__SOLICITAÇÃO ESCRITA 1__
Segundo o texto sobre a previdência dos empregados públicos, de onde advém a receita dos patrocinadores públicos?

__FONTE__
%%

Não é ocioso lembrar que a receita dos patrocinadores públicos advém dos tributos extraídos compulsoriamente de toda a sociedade ou dos preços pagos pela prestação de serviços públicos. A pressão para a sustentabilidade dos planos de benefícios patrocinados por entidades governamentais vai inevitavelmente pressionar a arrecadação dos tributos e preços públicos sobre o contribuinte.

Dessume-se daí que o equilíbrio almejado pelo constituinte reformador, entre a garantia de previdência para os empregados públicos e um nível razoável de arrecadação de tributos e de cobrança de preços públicos sobre toda a sociedade, passa por um maior comedimento com os dispêndios públicos e por um ajuste no equilíbrio entre a contribuição patronal e a contribuição do participante.

%%

__SOLICITAÇÃO ESCRITA 2__
Nas entradas, renomeie "floating leaf" para "lily pad" e reproduza somente as linhas entre a que contém "Target: blurred background foliage" e a que contém "[40,217,65,235]", inclusive, sem nenhuma outra alteração.

__DADOS FORNECIDOS__
%%

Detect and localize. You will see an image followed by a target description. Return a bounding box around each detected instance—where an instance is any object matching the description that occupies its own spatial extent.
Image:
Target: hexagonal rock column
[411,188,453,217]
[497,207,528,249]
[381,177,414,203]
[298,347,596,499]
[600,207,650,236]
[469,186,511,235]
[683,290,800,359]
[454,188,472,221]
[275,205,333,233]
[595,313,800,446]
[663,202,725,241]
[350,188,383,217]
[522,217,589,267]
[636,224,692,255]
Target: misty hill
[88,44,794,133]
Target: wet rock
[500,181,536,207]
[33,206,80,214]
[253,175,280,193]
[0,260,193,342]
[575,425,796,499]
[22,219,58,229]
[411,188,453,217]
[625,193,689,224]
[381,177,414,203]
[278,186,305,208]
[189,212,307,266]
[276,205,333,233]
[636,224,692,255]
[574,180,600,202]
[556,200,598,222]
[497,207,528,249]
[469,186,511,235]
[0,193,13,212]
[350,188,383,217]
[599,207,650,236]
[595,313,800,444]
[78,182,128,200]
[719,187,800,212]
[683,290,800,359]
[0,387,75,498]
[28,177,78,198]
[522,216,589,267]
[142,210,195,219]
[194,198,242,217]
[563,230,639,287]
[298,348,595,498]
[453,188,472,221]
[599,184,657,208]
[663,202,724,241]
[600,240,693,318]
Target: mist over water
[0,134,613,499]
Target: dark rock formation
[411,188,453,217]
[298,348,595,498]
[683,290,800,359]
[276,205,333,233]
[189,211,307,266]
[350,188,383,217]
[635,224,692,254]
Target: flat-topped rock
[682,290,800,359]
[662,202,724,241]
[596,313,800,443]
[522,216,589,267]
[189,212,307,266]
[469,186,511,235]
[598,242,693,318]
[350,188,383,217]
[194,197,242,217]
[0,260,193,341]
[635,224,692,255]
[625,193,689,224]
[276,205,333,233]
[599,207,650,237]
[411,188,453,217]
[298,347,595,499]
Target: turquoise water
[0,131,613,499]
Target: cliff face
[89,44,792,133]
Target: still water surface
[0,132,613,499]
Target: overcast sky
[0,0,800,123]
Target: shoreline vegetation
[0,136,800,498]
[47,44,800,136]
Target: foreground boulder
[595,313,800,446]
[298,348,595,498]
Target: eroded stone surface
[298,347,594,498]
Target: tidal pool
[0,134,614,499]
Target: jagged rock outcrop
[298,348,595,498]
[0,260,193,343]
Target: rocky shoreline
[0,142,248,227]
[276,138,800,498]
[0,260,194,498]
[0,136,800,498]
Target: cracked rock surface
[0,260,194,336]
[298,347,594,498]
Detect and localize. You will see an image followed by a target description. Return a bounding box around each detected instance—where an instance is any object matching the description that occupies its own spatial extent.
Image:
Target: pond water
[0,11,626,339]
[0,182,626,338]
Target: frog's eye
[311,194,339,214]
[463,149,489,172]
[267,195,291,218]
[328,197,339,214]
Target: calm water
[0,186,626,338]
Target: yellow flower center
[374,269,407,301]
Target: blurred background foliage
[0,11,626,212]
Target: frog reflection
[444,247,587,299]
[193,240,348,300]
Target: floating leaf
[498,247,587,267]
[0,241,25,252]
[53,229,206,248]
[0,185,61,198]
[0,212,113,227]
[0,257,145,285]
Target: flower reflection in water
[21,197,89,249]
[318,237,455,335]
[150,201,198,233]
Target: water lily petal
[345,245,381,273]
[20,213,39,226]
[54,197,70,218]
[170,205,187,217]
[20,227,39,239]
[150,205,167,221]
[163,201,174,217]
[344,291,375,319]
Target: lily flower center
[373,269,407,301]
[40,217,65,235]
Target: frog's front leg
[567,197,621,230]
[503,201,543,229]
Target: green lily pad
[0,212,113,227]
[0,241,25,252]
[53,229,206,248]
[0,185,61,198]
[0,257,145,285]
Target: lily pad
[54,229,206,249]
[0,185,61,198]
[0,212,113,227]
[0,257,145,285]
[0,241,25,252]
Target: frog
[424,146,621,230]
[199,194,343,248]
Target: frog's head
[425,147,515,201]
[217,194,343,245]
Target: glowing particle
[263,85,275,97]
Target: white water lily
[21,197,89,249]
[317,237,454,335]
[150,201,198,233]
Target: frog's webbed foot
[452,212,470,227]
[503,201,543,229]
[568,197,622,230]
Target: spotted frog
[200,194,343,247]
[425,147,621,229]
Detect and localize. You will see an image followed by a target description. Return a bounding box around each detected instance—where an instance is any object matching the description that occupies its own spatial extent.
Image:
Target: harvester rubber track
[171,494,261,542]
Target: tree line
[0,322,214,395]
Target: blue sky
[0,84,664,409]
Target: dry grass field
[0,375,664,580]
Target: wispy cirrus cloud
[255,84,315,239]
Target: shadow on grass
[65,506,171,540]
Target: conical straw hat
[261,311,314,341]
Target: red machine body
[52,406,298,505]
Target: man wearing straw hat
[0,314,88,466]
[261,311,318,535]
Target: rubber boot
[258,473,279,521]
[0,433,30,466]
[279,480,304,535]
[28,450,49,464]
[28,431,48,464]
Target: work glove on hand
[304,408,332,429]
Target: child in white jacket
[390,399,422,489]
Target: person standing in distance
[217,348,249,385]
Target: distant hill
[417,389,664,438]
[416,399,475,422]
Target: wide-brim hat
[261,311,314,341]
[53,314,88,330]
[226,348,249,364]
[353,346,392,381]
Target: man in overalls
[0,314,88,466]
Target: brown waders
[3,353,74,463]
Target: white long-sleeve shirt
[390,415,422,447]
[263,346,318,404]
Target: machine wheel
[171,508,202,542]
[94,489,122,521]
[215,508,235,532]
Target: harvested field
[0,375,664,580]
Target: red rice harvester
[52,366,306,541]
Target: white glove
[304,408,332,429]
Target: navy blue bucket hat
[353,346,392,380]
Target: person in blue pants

%%

__SOLUÇÃO ESCRITA 1__
Dos tributos extraídos compulsoriamente de toda a sociedade ou dos preços pagos pela prestação de serviços públicos.

__SOLUÇÃO ESCRITA 2__
Target: blurred background foliage
[0,11,626,212]
Target: frog reflection
[444,247,587,299]
[193,240,348,300]
Target: lily pad
[498,247,587,267]
[0,241,25,252]
[53,229,206,248]
[0,185,61,198]
[0,212,113,227]
[0,257,145,285]
Target: flower reflection in water
[21,197,89,249]
[318,237,455,335]
[150,201,198,233]
Target: water lily petal
[345,245,381,273]
[20,213,39,226]
[54,197,70,218]
[170,205,187,217]
[20,227,39,239]
[150,205,167,221]
[163,201,174,217]
[344,291,375,319]
Target: lily flower center
[373,269,407,301]
[40,217,65,235]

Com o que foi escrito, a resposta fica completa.